## Begin GIVEN INFORMATION
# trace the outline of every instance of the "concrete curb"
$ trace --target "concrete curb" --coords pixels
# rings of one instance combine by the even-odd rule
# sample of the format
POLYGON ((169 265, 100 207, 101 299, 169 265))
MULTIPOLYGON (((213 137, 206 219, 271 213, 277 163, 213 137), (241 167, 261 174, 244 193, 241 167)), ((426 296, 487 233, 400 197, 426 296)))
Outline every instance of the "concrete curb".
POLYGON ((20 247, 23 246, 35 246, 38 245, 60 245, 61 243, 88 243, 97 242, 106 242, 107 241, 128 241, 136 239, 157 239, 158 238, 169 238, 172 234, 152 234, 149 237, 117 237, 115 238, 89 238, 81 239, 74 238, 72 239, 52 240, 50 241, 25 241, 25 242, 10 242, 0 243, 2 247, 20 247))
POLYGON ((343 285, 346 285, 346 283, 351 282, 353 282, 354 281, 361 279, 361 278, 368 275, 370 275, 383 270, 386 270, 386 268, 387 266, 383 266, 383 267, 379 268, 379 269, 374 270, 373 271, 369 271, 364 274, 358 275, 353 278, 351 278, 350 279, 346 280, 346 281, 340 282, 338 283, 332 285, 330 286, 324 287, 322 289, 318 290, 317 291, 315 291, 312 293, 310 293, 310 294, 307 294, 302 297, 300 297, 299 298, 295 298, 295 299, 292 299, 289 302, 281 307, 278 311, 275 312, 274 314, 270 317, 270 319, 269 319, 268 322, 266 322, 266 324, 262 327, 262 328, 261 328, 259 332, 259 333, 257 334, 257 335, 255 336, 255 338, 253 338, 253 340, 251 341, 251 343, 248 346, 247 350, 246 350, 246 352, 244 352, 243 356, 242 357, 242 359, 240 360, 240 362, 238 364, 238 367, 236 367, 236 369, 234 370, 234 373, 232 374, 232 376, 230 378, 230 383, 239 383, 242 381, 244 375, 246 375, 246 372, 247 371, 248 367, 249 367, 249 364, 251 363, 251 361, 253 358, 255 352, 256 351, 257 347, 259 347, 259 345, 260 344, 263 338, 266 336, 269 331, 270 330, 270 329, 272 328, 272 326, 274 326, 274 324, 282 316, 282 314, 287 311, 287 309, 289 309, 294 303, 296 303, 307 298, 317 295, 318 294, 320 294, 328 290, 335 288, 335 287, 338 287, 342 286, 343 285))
## End GIVEN INFORMATION
## SHORT EXERCISE
Can you rewrite the stretch from the start of the records through the line containing "Outline every instance", with that line included, as a JSON list of strings, one string per line and blank lines omitted?

## FINISHED TASK
[
  "# trace the outline of every instance of the \"concrete curb\"",
  "$ trace --target \"concrete curb\" --coords pixels",
  "# rings of one instance combine by the even-odd rule",
  "# sample of the format",
  "POLYGON ((169 265, 100 207, 101 299, 169 265))",
  "MULTIPOLYGON (((213 137, 206 219, 271 213, 277 163, 213 137), (241 167, 261 174, 244 193, 241 167)), ((426 296, 487 233, 400 197, 426 296)))",
  "Outline every instance of the \"concrete curb\"."
]